◆ Data records
- - - - -
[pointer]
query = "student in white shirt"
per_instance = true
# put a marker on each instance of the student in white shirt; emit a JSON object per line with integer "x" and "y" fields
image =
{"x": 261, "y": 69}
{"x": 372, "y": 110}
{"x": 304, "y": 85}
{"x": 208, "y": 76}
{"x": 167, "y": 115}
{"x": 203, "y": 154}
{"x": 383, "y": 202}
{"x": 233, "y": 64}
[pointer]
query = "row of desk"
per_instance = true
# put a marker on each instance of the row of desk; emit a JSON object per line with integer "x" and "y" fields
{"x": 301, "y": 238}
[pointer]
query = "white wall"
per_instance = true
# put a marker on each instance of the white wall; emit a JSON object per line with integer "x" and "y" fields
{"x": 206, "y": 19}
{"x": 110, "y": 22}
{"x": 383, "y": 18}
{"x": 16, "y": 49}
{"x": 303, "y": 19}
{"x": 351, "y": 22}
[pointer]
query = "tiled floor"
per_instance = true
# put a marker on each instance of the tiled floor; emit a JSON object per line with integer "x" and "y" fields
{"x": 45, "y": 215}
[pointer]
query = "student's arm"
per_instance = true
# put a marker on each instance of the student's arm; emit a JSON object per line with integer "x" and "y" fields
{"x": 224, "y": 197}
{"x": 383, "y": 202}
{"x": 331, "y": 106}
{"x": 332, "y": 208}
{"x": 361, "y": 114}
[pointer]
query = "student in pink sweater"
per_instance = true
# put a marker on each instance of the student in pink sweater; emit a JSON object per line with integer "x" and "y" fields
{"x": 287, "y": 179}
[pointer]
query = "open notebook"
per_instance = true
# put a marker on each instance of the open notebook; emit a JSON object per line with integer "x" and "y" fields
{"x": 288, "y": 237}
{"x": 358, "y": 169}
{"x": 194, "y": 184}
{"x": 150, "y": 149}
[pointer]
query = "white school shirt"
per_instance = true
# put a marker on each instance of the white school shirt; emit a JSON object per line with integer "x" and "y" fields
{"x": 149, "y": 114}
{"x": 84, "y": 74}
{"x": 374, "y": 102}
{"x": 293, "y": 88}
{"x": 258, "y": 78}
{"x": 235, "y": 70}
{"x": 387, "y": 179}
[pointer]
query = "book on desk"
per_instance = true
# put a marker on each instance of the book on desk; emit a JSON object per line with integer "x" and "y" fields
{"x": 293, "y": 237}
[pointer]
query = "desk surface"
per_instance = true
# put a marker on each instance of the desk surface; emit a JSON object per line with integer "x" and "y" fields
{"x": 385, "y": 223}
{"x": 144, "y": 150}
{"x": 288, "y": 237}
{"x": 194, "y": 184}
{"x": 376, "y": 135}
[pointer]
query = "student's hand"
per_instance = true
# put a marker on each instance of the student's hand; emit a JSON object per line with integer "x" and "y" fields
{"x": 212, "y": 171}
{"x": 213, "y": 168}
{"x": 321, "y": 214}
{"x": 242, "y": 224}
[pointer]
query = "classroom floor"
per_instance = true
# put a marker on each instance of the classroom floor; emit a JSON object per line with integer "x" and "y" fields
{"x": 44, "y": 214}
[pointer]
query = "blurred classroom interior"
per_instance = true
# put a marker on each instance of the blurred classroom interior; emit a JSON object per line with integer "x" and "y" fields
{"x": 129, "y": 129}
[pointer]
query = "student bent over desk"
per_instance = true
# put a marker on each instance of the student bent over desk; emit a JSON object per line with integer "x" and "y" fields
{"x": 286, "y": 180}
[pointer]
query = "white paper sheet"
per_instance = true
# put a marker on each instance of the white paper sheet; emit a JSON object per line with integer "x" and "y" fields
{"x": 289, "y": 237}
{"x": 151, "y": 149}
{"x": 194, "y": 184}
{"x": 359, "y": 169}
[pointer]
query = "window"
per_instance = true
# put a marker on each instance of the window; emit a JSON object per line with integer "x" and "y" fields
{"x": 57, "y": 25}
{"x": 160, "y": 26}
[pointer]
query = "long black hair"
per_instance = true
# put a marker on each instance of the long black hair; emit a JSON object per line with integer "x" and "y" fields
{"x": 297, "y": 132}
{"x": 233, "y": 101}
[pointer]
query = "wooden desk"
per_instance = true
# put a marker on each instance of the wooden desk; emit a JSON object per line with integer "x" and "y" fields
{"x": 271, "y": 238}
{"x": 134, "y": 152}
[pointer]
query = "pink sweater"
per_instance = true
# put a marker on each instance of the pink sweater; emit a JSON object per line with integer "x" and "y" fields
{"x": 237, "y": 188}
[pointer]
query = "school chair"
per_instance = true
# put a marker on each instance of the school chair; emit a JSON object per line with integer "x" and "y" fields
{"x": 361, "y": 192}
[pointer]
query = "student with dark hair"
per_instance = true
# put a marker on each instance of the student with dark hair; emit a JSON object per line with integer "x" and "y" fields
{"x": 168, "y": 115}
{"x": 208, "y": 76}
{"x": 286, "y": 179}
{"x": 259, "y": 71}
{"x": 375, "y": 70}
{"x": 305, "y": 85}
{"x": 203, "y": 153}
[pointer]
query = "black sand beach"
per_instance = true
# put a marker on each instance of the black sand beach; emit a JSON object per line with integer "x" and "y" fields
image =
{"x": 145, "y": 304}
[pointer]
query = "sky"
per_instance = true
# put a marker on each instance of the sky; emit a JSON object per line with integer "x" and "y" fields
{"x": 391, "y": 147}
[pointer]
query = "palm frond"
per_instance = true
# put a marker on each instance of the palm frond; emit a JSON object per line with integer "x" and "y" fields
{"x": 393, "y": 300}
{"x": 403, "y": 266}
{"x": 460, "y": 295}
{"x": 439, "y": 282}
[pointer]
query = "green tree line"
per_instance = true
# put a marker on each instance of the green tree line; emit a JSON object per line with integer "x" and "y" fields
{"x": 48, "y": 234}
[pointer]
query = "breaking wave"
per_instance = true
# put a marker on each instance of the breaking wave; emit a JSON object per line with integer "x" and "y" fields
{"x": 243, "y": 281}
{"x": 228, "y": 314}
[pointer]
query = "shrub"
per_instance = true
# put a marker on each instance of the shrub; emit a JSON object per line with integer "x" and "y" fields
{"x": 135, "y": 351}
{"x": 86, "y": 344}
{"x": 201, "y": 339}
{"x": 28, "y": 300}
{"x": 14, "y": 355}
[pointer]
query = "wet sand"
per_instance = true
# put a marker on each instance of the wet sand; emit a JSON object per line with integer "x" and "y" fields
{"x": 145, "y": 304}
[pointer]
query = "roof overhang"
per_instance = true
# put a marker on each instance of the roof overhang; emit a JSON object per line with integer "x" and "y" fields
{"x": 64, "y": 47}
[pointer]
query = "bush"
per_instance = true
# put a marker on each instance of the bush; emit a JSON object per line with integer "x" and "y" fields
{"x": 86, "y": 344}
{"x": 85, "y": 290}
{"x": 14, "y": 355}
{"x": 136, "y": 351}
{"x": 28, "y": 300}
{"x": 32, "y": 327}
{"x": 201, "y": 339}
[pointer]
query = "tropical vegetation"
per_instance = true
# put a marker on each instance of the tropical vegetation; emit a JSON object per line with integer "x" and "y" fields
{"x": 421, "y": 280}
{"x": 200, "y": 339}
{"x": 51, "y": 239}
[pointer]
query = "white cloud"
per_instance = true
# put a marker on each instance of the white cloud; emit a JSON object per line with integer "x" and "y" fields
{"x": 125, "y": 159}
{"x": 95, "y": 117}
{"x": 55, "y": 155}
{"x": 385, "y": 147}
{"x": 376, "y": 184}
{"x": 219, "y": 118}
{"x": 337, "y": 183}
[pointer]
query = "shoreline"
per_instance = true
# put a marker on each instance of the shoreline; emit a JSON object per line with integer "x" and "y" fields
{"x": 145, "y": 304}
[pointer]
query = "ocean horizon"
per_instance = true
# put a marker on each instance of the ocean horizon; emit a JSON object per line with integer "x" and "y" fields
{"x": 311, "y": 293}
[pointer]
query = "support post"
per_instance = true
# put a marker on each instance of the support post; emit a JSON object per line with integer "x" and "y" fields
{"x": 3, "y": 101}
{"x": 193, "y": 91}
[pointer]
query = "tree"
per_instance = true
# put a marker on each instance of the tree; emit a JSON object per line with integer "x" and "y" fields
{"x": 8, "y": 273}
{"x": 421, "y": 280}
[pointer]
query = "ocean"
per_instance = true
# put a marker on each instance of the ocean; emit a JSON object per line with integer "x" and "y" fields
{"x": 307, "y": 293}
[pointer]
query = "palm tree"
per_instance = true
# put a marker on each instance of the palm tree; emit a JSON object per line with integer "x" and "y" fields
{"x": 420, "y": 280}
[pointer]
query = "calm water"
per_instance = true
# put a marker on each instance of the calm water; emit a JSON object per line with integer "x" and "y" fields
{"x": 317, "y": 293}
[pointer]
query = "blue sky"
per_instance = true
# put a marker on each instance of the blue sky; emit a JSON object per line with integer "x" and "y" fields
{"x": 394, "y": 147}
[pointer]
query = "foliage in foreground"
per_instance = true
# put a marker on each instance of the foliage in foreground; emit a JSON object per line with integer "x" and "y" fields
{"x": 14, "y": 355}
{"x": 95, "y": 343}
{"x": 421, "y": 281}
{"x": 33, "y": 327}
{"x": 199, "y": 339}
- - - - -
◆ Instructions for the task
In the data above, find the line that contains "in white shirt;", then reproduce exactly every line from the first line through that line.

◆ Written solution
[pointer]
query = "student in white shirt"
per_instance = true
# put a marker on each instance of the student in white shirt; emit a JSON object per line with integer "x" and "y" fields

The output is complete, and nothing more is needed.